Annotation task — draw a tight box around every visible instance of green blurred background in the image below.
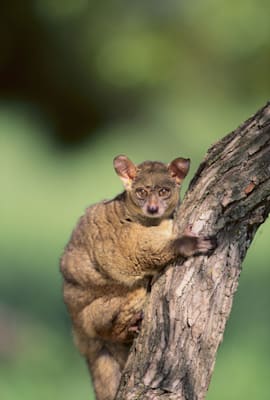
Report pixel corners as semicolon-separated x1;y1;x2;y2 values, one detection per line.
0;0;270;400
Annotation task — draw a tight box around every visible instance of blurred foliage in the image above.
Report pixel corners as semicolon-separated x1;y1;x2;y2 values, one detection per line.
0;0;270;400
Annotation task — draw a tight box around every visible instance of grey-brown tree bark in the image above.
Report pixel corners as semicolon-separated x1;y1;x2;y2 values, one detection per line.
117;103;270;400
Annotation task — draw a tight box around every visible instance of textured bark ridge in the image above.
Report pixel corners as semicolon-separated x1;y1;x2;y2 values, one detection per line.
117;103;270;400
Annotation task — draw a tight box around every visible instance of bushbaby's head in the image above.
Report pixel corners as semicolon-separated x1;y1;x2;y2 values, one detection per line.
114;155;190;219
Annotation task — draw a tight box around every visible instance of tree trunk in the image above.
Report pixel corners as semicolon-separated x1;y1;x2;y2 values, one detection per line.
117;103;270;400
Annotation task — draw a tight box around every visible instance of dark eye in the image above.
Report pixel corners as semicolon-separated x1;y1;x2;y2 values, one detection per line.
158;188;171;197
136;188;148;200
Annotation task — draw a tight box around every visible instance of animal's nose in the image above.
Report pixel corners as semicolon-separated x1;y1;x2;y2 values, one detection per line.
147;204;158;214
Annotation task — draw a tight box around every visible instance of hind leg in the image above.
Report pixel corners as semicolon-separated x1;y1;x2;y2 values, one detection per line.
86;343;130;400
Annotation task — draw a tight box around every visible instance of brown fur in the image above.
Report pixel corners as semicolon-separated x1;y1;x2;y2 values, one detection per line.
61;156;211;400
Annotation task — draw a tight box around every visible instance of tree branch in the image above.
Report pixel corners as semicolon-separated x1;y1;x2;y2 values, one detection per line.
117;103;270;400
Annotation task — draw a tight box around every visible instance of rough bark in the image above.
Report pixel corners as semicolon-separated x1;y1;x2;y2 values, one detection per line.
117;103;270;400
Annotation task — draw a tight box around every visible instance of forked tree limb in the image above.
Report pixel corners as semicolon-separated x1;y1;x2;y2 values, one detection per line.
117;103;270;400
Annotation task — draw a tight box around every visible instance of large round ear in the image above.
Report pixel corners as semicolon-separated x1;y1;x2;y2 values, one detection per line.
113;154;137;189
168;157;190;185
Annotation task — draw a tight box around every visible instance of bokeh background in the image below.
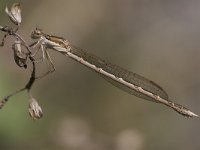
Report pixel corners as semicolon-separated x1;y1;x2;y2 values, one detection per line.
0;0;200;150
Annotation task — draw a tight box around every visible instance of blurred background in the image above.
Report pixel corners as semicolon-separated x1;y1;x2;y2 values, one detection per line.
0;0;200;150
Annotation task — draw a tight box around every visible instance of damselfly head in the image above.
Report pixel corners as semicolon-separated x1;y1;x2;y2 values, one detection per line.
31;28;43;39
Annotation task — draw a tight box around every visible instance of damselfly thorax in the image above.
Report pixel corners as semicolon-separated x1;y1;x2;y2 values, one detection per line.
31;29;198;117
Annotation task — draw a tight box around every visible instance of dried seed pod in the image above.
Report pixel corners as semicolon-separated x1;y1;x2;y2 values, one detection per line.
12;40;28;68
5;3;22;25
28;97;43;120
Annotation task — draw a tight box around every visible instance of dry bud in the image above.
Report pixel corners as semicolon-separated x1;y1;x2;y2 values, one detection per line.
12;40;27;68
28;97;43;120
5;3;22;25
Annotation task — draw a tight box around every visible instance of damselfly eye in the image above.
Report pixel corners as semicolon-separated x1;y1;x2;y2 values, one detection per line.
31;28;42;39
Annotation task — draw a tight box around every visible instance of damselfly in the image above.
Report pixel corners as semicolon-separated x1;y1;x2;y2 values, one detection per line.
31;28;198;117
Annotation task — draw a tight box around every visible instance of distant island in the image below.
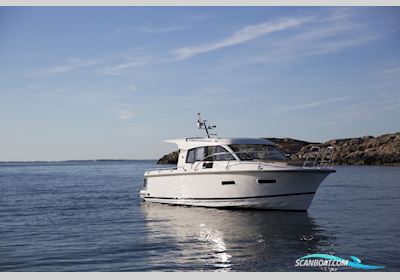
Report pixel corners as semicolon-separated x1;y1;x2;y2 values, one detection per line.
157;132;400;165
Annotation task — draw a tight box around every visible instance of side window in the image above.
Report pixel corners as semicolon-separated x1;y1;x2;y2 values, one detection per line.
194;147;206;161
186;149;196;163
214;146;235;161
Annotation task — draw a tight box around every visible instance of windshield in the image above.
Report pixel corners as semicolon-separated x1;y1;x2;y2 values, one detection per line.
229;145;287;160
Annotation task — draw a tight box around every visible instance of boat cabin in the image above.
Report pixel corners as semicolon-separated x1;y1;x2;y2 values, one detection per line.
165;138;287;168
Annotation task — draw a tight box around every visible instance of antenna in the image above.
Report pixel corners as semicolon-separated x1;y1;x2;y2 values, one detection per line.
197;113;217;138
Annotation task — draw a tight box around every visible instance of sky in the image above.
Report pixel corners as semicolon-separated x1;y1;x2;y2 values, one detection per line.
0;6;400;161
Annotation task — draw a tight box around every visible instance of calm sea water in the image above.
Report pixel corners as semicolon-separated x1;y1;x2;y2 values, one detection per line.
0;161;400;271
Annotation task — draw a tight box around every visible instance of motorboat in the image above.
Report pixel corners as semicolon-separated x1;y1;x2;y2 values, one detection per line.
140;114;335;211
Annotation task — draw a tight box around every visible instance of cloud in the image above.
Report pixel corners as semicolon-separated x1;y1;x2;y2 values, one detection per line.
97;47;156;76
212;8;399;72
113;108;135;121
173;17;311;60
273;97;350;115
138;25;189;33
32;58;102;76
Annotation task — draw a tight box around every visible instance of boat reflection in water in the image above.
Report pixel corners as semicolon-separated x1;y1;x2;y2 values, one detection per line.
142;203;331;271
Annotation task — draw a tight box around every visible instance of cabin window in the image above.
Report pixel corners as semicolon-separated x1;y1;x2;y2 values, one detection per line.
186;149;196;163
229;144;287;160
186;146;235;163
214;146;235;161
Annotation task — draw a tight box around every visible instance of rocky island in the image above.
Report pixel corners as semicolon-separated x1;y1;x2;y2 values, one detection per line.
157;132;400;165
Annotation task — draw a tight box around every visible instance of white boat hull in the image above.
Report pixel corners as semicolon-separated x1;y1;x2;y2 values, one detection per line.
140;169;332;211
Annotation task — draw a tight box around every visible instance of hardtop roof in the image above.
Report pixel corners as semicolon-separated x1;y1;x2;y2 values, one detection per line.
165;137;275;150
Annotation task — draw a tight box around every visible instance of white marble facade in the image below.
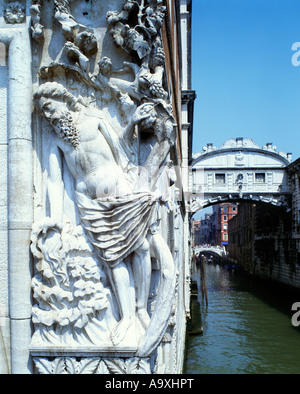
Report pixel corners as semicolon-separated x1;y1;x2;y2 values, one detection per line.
0;0;192;374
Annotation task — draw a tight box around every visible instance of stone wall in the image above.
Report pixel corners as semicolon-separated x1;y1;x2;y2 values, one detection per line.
0;0;191;374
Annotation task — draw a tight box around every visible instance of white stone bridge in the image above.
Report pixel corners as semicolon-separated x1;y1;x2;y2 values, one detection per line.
189;138;292;213
194;245;226;257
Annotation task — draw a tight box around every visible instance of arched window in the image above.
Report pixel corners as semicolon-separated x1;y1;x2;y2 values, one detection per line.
0;42;6;67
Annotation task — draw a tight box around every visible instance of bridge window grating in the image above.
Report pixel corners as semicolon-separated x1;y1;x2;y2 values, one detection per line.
255;172;266;183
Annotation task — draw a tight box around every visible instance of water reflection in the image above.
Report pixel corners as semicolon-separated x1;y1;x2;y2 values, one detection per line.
185;264;300;374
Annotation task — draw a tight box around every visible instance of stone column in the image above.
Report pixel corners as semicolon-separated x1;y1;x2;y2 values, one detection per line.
0;24;33;374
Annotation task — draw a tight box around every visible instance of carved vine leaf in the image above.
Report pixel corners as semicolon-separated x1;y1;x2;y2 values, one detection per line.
33;357;66;375
104;358;126;375
66;357;100;375
126;357;151;375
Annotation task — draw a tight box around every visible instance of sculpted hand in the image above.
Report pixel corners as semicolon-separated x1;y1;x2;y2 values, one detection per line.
132;103;156;125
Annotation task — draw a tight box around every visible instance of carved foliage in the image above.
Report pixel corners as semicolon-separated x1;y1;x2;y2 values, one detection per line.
31;219;108;341
4;1;25;23
33;357;151;375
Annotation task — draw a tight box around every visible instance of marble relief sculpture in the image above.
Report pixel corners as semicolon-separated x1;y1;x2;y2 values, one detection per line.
31;0;176;370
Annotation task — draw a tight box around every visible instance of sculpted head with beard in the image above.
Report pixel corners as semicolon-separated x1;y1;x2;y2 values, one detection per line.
34;82;79;148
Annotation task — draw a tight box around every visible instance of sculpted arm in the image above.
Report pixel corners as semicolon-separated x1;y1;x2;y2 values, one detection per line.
47;143;64;223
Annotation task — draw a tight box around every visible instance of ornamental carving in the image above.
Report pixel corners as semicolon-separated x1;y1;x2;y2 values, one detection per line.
31;0;177;373
4;1;25;23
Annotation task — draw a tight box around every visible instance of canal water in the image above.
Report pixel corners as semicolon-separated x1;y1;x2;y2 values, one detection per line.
185;264;300;374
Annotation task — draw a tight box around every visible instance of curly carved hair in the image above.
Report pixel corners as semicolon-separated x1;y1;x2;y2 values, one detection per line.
33;82;78;112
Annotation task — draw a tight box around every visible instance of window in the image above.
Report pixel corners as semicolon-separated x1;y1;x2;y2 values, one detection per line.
255;173;266;183
215;174;225;184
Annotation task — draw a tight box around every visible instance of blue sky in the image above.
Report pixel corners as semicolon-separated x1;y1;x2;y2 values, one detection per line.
192;0;300;160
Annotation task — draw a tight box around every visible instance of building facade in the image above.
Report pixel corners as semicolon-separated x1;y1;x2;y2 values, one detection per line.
213;203;238;247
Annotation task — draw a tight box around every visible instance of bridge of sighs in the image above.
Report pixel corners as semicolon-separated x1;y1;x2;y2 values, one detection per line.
189;138;292;213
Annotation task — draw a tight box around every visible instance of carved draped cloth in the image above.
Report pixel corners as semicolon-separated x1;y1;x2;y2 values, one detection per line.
76;192;157;267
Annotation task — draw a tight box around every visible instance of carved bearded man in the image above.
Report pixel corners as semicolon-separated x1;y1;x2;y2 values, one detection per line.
34;82;175;356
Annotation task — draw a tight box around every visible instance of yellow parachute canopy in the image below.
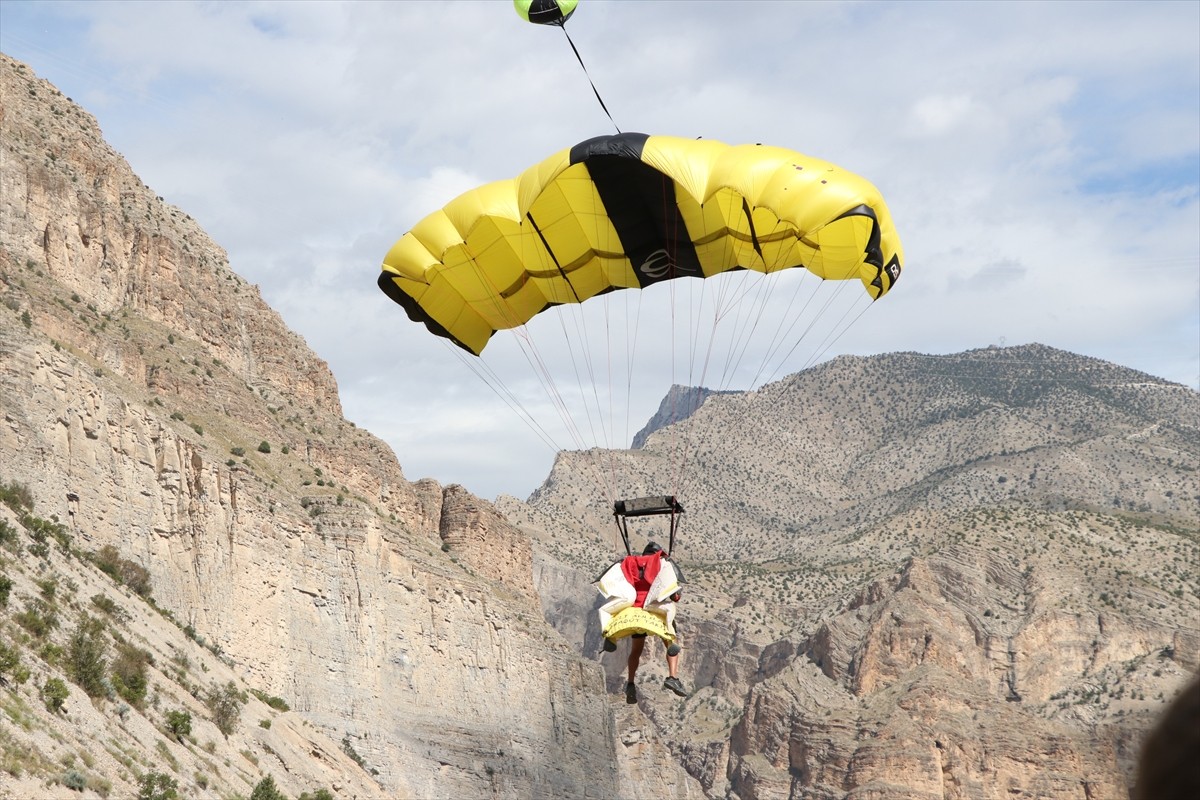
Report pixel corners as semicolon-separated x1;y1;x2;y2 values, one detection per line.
379;133;904;355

========

Goal: Output as a JSON list of strings the lines of the data starting at the line containing "blurred foliage in the image above." and ending at the line containing "147;204;158;214", both included, with one string per line and blank lines omitted.

Problem solution:
[
  "Annotation task — draw a tight box around every visible instance of blurred foliage in the image above.",
  "Report pixel corners as semicolon-separated x1;y1;x2;y2 values, one detection per line.",
  "0;0;270;400",
  "Annotation task — draw a tight box around every visible instance of grey-brown tree bark in the image above.",
  "Report pixel corners as semicolon-separated x1;y1;x2;y2 values, one detection per line.",
  "117;103;270;400",
  "Annotation task — draw a tight box around every visible instance of textured bark ridge in the image above.",
  "Report pixel corners as semicolon-separated x1;y1;x2;y2 values, one detection per line.",
  "117;103;270;400",
  "Annotation task — draw a tight box around every visible instance of bushbaby's head in the image above.",
  "Report pixel corners as semicolon-separated x1;y1;x2;y2 values, one detection per line.",
  "114;155;190;219",
  "Annotation task — draw a tight box around every visible instance of tree trunk in the image above.",
  "Report pixel corners as semicolon-separated x1;y1;x2;y2 values, one detection per line.",
  "117;103;270;400",
  "Annotation task — draw a tight box around every visible instance of dark eye in the image above.",
  "Report pixel corners as semicolon-separated x1;y1;x2;y2 values, one detection per line.",
  "158;188;171;197",
  "136;188;148;200",
  "Annotation task — draw a tight box around every visible instance of animal's nose in the image above.",
  "Report pixel corners as semicolon-separated x1;y1;x2;y2 values, one detection per line.",
  "147;204;158;214"
]